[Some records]
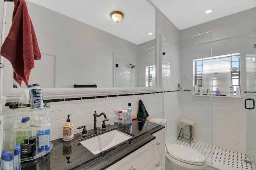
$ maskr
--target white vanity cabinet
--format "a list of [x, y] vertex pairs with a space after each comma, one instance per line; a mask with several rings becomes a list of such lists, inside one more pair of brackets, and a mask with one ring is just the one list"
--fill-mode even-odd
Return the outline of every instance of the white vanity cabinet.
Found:
[[156, 136], [154, 141], [154, 169], [164, 170], [165, 128], [152, 134]]
[[164, 170], [164, 128], [152, 135], [155, 139], [106, 169]]

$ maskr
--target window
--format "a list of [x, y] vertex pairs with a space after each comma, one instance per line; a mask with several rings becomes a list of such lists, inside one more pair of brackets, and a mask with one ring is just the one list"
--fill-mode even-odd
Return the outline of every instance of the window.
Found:
[[[209, 87], [209, 86], [207, 85], [207, 83], [210, 83], [208, 82], [210, 79], [206, 78], [207, 77], [207, 76], [203, 76], [207, 73], [203, 72], [203, 70], [206, 72], [206, 70], [207, 70], [207, 69], [203, 69], [204, 64], [205, 67], [208, 65], [208, 69], [210, 71], [211, 76], [212, 76], [210, 78], [210, 79], [212, 80], [212, 91], [214, 92], [213, 93], [215, 93], [214, 92], [217, 88], [221, 88], [222, 89], [222, 93], [221, 89], [219, 89], [221, 94], [228, 95], [230, 87], [226, 85], [233, 86], [235, 90], [234, 93], [236, 93], [236, 87], [239, 86], [240, 87], [240, 54], [236, 53], [212, 57], [212, 59], [211, 57], [207, 57], [194, 60], [194, 85], [202, 87], [203, 93], [204, 94], [207, 93], [207, 88], [210, 89], [211, 88]], [[224, 63], [226, 63], [226, 64], [221, 65]], [[228, 71], [226, 68], [227, 63]], [[224, 65], [226, 66], [226, 70], [223, 69]], [[224, 76], [229, 75], [231, 77], [225, 78]], [[205, 80], [203, 79], [204, 77]], [[222, 87], [222, 85], [225, 85], [225, 87]], [[206, 87], [204, 88], [204, 86], [206, 86]]]

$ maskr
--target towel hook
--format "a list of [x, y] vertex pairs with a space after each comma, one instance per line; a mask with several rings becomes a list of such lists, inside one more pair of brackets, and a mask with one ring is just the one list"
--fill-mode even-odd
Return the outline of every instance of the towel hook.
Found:
[[0, 63], [0, 69], [1, 68], [3, 68], [4, 67], [4, 64], [2, 64], [2, 63]]

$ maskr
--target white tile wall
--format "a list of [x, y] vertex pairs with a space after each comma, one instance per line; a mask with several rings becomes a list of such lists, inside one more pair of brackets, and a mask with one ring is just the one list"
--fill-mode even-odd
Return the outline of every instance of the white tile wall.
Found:
[[[82, 129], [77, 129], [79, 126], [86, 125], [86, 128], [93, 128], [94, 111], [97, 113], [104, 112], [107, 116], [114, 114], [113, 109], [118, 109], [128, 106], [128, 103], [131, 103], [132, 114], [136, 115], [138, 107], [138, 101], [140, 97], [150, 117], [163, 117], [163, 93], [147, 94], [134, 96], [112, 97], [106, 98], [95, 99], [81, 100], [75, 100], [49, 103], [51, 106], [49, 111], [51, 118], [51, 140], [62, 138], [62, 126], [66, 122], [67, 115], [70, 116], [71, 122], [74, 123], [75, 133], [81, 132]], [[5, 107], [3, 111], [5, 119], [4, 147], [9, 147], [9, 129], [11, 126], [13, 110]], [[97, 118], [97, 125], [101, 126], [103, 117]], [[106, 124], [109, 124], [106, 122]]]

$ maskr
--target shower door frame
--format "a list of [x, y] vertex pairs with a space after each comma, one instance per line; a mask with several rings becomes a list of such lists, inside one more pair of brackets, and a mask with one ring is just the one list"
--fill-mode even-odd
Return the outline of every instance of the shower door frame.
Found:
[[[252, 47], [252, 42], [255, 42], [256, 29], [245, 36], [246, 57], [256, 59], [256, 49], [254, 49]], [[249, 64], [249, 63], [246, 58], [247, 83], [245, 93], [244, 107], [247, 109], [247, 120], [246, 155], [252, 163], [256, 164], [256, 125], [255, 122], [256, 120], [256, 109], [254, 108], [255, 101], [256, 100], [255, 75], [256, 68], [253, 63], [252, 66], [252, 63]], [[253, 80], [252, 81], [252, 79]]]

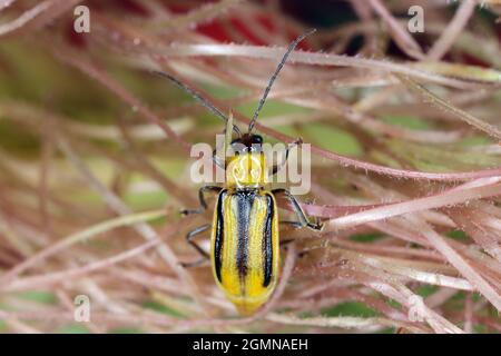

# PROBLEM STATEMENT
Render the stretch from the start of the items through the line that contains "[[164, 170], [164, 128], [152, 135], [155, 139], [106, 169]]" as a Markdown table with the columns Row and Line, giving each line a row number and omitting blank lines. Leave the pictures out of the answer.

# RESPONSE FOR THIS EXERCISE
| Row | Line |
|---|---|
| 1 | $ maskr |
| 2 | --target white vanity cabinet |
| 3 | --format "a list of [x, y] vertex pairs with a space after each comma, one instance per line; a mask with several rings becomes a list of such lists, inside one more pair of brackets, and a mask with one ring is just the one list" |
| 4 | --fill-mode even-odd |
| 5 | Return the outline of every instance of the white vanity cabinet. |
| 6 | Found: |
| 7 | [[156, 136], [154, 141], [154, 169], [164, 170], [165, 128], [152, 134]] |
| 8 | [[164, 170], [164, 128], [152, 135], [155, 139], [106, 169]] |